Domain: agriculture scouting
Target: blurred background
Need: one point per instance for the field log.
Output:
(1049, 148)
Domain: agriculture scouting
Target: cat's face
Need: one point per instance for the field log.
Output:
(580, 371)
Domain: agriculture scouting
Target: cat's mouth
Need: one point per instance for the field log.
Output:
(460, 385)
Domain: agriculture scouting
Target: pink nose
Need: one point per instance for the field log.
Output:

» **TASK INSTRUCTIONS**
Can you write out all of the lines above again, swapping "field log" for "crop journal" and changing nothing else?

» **SOLUTION FOR THIS EXERCISE**
Domain: agriculture scouting
Target: blurred background
Need: one point per instance for the crop journal.
Output:
(1049, 148)
Domain: agriculture scouting
Target: cat's face
Need: one point per instance for the crop journal.
Output:
(580, 371)
Domain: agriculture scouting
Target: cat's mouth
Need: one point per instance for the crop journal.
Output:
(460, 385)
Domain: agriculture scouting
Target: pink nose
Need: one point per instance for the crop journal.
Output:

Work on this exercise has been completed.